**Exercise brief**
List each line of the material below that contains the string "throw". Case counts.

**Excerpted data**
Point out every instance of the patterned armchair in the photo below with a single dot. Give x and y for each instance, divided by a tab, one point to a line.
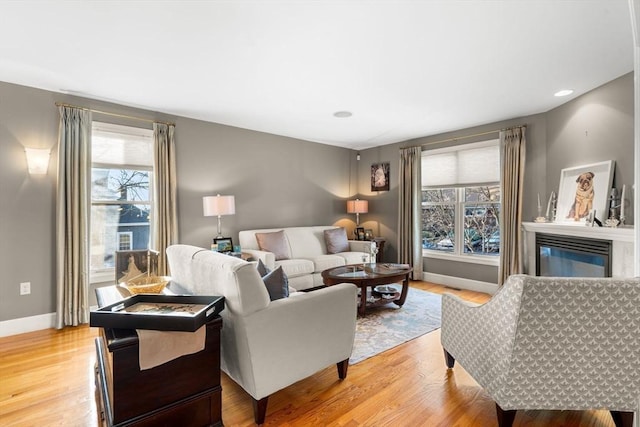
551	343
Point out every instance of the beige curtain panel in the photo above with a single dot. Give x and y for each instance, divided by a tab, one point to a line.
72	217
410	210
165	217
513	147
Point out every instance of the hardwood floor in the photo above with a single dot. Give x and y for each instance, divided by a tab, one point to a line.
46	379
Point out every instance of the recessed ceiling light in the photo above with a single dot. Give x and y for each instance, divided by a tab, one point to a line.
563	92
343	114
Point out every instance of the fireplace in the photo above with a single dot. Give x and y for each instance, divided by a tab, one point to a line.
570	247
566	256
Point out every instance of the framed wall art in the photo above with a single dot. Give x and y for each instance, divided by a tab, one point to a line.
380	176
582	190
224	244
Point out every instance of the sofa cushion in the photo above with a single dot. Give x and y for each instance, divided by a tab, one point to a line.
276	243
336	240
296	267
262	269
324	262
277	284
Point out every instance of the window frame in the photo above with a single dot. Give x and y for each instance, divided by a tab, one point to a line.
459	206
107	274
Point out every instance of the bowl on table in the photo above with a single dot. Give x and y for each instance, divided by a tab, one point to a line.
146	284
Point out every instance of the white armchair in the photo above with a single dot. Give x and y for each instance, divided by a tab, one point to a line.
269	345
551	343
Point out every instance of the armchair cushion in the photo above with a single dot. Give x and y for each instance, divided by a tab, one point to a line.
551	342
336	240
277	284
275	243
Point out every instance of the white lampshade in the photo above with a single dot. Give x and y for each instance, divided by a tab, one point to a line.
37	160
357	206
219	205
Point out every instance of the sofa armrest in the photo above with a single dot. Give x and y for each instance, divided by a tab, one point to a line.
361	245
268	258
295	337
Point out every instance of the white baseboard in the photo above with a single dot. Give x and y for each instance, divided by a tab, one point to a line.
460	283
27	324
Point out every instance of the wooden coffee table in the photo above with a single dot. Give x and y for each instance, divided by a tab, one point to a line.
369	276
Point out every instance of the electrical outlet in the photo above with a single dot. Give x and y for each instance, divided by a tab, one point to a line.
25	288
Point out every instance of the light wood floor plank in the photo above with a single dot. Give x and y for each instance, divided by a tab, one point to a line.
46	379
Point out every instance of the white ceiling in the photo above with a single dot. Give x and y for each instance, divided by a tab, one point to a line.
...
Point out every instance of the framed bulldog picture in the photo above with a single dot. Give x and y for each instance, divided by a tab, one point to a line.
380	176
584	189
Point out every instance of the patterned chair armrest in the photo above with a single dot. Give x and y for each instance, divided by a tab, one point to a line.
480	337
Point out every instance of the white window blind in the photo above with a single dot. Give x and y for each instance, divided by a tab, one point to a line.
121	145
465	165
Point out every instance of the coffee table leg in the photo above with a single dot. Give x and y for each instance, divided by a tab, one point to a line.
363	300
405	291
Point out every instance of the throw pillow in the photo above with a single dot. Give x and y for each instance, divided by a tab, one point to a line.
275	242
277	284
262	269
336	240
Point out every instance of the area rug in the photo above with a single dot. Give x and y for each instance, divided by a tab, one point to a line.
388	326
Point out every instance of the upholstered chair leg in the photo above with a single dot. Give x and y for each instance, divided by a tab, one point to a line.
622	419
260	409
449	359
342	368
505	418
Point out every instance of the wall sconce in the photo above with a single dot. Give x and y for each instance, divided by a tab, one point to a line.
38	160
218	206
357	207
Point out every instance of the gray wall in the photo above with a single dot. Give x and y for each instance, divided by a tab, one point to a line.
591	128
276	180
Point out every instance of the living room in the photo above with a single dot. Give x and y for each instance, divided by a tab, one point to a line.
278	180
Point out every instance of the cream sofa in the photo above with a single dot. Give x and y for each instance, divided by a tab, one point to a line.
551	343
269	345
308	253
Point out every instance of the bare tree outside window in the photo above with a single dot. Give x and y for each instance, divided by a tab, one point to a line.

**Exercise solution**
Point out every instance of the throw pillow in the photo above with a single dot. Give x and y for each instance, divided by a tab, one point to a line.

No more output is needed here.